§ **Stated goal 1**
Who was the choreographer of the 1982 Bolshoi Theatre production, according to the page on The Golden Age ballet?
§ **Stated goal 2**
Reproduce word for word the passage of the page on The Golden Age ballet between "27-October-1930" and "Conductor. A. Gauk.", inclusive.

§ **Document extract**
================================
Works Compositions for the Stage

“The Golden Age”. Ballet

Opus 21 Opus 22a

Opus 22
1929-1930 year

Polka from the Ballet The Golden Age for Piano
The Golden Age. Op. 22. Ballet. Score. (In two volumes.)
The Golden Age. Op. 22. Ballet. Piano score.
premiere:

27-October-1930

Leningrad. Academic Theatre of Opera and Ballet (Kirov Theatre); produced by Emmanuil Kaplan, Aleksandr Gauk (conductor). Soloists: G. Ulanova (Komsomol member)

first publication:

Мoscow, DSCH, 1995 (complete piano score); New Collected Works, vol. 60 a, b (full score) // Мoscow, DSCH, 2011

manuscripts:

Dmitri Shostakovich’s Archive, rec. gr. 1, section 1, f. 31, 32


Premiere: October 26, 1930. The Kirov State Academic Opera and Ballet Theatre in Leningrad. Choreographers: E. Kaplan and V. Vaionen. Conductor. A. Gauk.
The ballet "The Age of Gold" was re-staged in the Bolshoi Theatre of the USSR with a libretto by I. Glikman and Y. Grigorovich.
Premiere of the new production:  November 4, 1982. Choreographer: Y. Grigorovich.
Premiere abroad:  The ballet was staged in Duisburg, Berlin and Warsaw.

"Two elements underlie the music for the ballet 'The Age of Gold': music relating to modern Western European bourgeois culture and the music of proletarian culture. The juxtaposition of these two cultures was my main objective when composing 'The Age of Gold'. This objective was pursued as follows: the West-European dances are marked by unhealthy eroticism, so characteristic of modern bourgeois culture, while I held it to be vital to instil into the Soviet dances a spirit of  healthy gymnastics and sport. I find it difficult to imagine the development of Soviet dance in any other way. I saw it as essential not just to write music easy to dance to, but also to dramatize the very essence of the music, to lend the music true symphonic tension and dramatic progression."
================================
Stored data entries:
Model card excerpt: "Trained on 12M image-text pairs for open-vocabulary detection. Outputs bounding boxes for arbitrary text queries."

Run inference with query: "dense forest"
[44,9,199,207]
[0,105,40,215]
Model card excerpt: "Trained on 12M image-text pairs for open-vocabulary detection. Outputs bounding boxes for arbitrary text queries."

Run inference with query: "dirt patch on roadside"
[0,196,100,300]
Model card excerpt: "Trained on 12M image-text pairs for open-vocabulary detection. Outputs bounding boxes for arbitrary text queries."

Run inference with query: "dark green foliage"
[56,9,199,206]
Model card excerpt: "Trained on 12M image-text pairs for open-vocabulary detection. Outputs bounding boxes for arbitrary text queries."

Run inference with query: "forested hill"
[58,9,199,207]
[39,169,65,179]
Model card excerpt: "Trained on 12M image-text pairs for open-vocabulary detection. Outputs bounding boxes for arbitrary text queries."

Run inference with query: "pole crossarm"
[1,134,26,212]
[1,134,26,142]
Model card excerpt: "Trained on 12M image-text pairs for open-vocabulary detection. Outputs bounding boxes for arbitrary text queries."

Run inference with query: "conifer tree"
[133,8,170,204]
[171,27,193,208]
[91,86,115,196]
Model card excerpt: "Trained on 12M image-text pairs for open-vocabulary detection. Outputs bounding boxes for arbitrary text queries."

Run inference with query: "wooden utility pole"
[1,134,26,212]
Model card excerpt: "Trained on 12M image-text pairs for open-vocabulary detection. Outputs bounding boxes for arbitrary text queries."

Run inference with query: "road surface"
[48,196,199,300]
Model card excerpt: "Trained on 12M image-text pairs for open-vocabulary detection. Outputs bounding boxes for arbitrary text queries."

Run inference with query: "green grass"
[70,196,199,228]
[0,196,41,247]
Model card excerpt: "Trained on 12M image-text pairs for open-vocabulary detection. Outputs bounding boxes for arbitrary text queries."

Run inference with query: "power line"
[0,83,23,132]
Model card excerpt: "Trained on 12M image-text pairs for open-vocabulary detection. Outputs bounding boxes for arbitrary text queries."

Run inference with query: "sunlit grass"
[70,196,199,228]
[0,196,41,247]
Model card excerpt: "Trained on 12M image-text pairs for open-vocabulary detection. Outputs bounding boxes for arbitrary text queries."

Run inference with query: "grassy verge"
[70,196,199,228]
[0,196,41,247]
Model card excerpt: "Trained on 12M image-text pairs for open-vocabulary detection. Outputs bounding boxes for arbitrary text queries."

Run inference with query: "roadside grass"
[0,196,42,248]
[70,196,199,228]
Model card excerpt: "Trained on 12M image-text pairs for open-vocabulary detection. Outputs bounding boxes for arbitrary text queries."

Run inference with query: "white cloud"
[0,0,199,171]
================================
§ **Response 1**
Y. Grigorovich

§ **Response 2**
27-October-1930

Leningrad. Academic Theatre of Opera and Ballet (Kirov Theatre); produced by Emmanuil Kaplan, Aleksandr Gauk (conductor). Soloists: G. Ulanova (Komsomol member)

first publication:

Мoscow, DSCH, 1995 (complete piano score); New Collected Works, vol. 60 a, b (full score) // Мoscow, DSCH, 2011

manuscripts:

Dmitri Shostakovich’s Archive, rec. gr. 1, section 1, f. 31, 32


Premiere: October 26, 1930. The Kirov State Academic Opera and Ballet Theatre in Leningrad. Choreographers: E. Kaplan and V. Vaionen. Conductor. A. Gauk.